• **PROBLEM**
Copy out the records word for word, from the line that contains "the white robe." through the end of the records, both ends included.

• **EXERCISE DATA**
▽
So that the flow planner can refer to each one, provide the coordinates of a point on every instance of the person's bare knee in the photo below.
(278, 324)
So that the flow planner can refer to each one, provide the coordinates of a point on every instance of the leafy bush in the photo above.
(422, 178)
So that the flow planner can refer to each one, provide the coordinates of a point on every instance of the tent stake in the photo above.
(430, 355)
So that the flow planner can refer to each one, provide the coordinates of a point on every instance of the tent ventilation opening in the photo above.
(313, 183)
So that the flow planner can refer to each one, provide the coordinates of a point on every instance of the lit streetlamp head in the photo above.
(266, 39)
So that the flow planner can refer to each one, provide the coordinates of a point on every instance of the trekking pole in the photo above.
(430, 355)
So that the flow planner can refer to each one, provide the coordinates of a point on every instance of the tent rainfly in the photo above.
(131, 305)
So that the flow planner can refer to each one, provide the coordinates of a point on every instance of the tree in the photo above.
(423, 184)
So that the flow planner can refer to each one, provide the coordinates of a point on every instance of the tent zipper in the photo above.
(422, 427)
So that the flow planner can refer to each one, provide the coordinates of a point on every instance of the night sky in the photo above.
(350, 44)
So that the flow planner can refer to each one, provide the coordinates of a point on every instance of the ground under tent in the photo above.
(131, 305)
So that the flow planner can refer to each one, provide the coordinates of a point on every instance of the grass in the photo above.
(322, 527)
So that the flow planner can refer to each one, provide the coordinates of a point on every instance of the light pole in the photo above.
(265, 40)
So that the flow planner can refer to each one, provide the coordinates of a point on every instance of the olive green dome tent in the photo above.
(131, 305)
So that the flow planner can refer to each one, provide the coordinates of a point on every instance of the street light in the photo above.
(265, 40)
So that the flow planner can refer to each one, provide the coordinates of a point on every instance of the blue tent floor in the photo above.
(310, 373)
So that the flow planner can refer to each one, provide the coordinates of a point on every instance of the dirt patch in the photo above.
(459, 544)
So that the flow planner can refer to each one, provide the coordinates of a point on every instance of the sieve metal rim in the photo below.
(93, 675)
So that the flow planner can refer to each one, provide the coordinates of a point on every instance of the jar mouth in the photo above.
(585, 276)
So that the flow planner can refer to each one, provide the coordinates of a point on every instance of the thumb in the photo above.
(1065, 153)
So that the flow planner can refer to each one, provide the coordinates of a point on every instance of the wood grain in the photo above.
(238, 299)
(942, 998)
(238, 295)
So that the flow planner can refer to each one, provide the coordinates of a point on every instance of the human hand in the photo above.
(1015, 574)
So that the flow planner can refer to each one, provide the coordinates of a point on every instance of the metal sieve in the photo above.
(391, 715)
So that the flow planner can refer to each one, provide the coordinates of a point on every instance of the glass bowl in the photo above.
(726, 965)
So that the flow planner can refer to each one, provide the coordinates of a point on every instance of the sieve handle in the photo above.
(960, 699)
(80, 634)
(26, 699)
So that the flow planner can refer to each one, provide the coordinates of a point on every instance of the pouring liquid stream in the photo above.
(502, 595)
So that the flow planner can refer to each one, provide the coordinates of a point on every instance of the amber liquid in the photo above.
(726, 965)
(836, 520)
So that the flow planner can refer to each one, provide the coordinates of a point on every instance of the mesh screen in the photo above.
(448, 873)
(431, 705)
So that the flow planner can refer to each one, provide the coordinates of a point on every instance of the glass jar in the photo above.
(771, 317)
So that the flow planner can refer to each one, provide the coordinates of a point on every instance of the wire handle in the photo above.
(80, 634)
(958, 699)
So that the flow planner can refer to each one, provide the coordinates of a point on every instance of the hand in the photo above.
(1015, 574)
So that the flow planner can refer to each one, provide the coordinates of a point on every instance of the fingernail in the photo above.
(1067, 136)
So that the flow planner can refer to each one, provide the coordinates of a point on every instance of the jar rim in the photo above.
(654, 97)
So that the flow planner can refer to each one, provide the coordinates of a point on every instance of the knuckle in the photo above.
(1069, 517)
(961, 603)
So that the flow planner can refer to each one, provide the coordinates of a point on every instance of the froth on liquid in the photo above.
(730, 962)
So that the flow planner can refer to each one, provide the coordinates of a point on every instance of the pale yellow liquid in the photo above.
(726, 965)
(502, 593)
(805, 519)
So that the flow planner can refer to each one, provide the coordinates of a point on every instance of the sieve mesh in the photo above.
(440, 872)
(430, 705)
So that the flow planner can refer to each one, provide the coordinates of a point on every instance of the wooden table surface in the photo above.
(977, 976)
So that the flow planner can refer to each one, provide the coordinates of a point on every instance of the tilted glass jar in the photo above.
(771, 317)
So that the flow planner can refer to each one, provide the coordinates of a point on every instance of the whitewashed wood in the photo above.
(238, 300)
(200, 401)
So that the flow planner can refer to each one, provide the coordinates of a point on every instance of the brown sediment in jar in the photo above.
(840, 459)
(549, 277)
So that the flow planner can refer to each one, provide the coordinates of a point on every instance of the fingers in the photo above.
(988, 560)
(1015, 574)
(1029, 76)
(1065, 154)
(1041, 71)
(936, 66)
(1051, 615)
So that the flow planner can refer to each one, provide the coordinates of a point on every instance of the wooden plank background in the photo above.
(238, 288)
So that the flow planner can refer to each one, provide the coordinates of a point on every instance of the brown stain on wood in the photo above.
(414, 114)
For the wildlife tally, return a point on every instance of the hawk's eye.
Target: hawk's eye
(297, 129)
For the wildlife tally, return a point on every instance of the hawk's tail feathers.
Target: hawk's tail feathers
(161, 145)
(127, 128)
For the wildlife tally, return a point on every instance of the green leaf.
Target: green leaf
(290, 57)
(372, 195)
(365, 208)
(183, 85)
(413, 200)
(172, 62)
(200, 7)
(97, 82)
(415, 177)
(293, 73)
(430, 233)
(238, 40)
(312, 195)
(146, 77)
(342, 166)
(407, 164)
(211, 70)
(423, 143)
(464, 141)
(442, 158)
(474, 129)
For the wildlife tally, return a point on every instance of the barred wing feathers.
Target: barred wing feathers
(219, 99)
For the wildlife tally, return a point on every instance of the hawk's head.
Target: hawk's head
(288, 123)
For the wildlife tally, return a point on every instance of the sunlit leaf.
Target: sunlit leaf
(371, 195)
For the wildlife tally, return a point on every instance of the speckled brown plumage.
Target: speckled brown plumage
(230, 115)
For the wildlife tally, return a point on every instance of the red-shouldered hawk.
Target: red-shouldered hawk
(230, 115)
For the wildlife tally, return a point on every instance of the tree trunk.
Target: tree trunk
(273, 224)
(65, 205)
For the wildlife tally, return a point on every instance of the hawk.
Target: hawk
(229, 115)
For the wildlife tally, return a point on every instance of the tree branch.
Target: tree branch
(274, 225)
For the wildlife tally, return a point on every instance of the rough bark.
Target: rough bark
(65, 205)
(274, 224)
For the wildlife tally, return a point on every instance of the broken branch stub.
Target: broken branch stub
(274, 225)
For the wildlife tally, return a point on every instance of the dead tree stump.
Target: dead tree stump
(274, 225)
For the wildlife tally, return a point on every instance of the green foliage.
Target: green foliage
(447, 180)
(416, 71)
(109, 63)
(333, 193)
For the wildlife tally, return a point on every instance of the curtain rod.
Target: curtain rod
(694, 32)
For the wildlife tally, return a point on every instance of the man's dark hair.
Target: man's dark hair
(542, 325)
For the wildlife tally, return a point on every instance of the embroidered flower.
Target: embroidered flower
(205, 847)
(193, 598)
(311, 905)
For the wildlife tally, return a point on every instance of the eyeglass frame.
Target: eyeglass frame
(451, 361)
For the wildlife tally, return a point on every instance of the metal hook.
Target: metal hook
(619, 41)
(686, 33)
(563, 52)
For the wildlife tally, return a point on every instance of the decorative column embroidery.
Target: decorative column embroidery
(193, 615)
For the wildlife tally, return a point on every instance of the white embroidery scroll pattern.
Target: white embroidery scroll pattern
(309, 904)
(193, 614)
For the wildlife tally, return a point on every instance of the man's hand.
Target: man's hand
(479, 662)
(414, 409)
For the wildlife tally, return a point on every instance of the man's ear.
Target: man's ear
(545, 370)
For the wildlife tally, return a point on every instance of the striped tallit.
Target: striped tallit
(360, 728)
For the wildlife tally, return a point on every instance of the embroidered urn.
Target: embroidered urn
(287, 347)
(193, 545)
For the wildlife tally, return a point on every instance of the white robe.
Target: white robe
△
• **THE SOLUTION**
For the wildlife tally, return a point on every instance of the white robe.
Target: white robe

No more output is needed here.